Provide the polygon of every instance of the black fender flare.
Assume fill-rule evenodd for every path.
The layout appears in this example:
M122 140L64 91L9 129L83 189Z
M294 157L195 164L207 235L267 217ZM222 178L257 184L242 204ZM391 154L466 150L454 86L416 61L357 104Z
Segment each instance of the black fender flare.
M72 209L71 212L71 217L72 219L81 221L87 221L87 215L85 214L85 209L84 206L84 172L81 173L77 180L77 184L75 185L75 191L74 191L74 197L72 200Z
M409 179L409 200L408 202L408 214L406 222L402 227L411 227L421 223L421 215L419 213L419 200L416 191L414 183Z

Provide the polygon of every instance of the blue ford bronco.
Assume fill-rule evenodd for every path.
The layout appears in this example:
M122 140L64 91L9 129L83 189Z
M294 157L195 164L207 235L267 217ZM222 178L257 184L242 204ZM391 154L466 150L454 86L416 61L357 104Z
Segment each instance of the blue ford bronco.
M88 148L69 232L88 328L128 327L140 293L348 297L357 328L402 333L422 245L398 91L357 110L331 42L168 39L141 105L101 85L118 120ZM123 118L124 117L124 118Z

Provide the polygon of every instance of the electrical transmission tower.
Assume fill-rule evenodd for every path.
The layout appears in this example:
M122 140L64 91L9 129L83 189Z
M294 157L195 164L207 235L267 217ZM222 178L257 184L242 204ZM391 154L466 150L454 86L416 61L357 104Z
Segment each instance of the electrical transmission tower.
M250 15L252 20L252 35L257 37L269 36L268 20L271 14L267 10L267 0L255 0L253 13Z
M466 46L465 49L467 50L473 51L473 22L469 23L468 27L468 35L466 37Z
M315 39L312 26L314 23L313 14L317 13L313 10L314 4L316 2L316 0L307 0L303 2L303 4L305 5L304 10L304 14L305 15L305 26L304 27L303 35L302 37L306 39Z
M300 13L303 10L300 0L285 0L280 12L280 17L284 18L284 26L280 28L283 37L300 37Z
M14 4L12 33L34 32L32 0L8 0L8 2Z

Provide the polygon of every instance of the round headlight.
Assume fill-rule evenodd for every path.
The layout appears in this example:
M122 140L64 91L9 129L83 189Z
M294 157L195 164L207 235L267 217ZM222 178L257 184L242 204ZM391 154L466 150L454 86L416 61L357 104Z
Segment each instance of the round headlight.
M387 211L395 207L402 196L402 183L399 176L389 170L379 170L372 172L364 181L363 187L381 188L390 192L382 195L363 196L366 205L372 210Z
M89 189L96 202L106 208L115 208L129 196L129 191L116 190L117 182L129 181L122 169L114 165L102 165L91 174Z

※ ※ ※

* WRITTEN REQUEST
Starting at the top of the records and stopping after the line that contains "M409 179L409 200L408", change "black fender flare" to "dark wheel arch trim" and give back only those lines, with everything else left as it is.

* ANSWER TO THE EXERCISE
Provide the polygon of every instance of the dark wheel arch trim.
Assume fill-rule evenodd for every path.
The layout appears in this example:
M122 140L64 91L9 129L83 189Z
M294 157L195 164L207 235L267 217ZM222 178L257 184L242 204ZM391 154L466 150L454 86L416 61L357 104Z
Segment each instance of the dark wheel arch trim.
M72 209L71 212L71 217L72 219L81 221L87 221L87 215L85 214L85 209L84 206L84 172L81 173L77 180L77 184L75 185L75 191L74 191L74 197L72 200Z
M409 179L409 200L408 202L408 214L406 222L402 227L411 227L421 223L421 215L419 213L419 200L416 191L414 183Z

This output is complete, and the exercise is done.